L’agriculture, un potentiel à exploiter

Représentant autour de 15 % du PIB du pays et employant près de la moitié de la population, le secteur agricole tend également à se dynamiser et se moderniser, lui qui est aujourd’hui au cœur du Plan Sénégal Émergent. Entre agriculture vivrière et de rente, le Sénégal tente de trouver un juste équilibre pour diversifier sa production agricole, acquérir l’autosuffisance alimentaire et augmenter ses exportations. Car pendant de nombreuses décennies, la culture de l’arachide, au centre des investissements de l’État, eut le monopole du secteur, elle qui représentait jusqu’à 80 % des exportations. Cependant, à partir de 1970, cette filière connaît une crise sans précédent, et les agriculteurs peinent à écouler leurs récoltes, ce qui entraîne une baisse du cours et un manque à gagner important pour les agriculteurs. Ce n’est qu’à partir de 2015 que le secteur reprend des couleurs, avec une production de plus d’un million de tonnes d’arachides, dont la Chine se retrouve aujourd’hui le principal acheteur. Après cette crise, l’État change de stratégies et mène différents plans d’action pour développer ce secteur. C’est ainsi que de nombreux investissements sont réalisés de Saint-Louis à Podor, dans la vallée du fleuve Sénégal, dans le but entre autres d’acquérir l’autosuffisance en riz. Bien que ce défi n’ait toujours pas été relevé, lui qui était prévu pour 2017, la production rizicole du Sénégal a cependant été multipliée par quatre, entre 2014 et 2019. Outre le riz, le gouvernement s’est enfin décidé à faire de l’horticulture l’un des leviers du secteur, en investissant dans la vallée du fleuve Sénégal et sur la bande littorale des Niayes. Tomates, oignons, haricots verts, maïs et courges, la production, en forte croissance depuis 2012, a atteint près de 1,5 million de tonnes en 2018. Pas de quoi encore couvrir la totalité des besoins du pays, mais ce secteur à fort potentiel offre quelques perspectives d’avenir.

Objectif visé:
Relevez, s'il vous plaît, tous les produits horticoles cités dans le texte sur l'agriculture au Sénégal.

Données fournies:
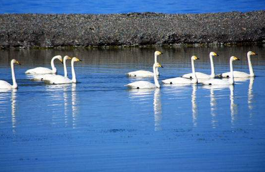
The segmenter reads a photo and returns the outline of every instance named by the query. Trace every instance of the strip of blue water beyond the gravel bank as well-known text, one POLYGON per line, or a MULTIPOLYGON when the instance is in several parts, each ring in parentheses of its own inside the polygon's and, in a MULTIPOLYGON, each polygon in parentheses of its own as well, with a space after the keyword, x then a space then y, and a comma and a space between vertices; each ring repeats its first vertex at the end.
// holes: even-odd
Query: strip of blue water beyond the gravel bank
POLYGON ((0 13, 208 13, 264 9, 265 0, 0 0, 0 13))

Résultat attendu:
Tomates, oignons, haricots verts, maïs, courges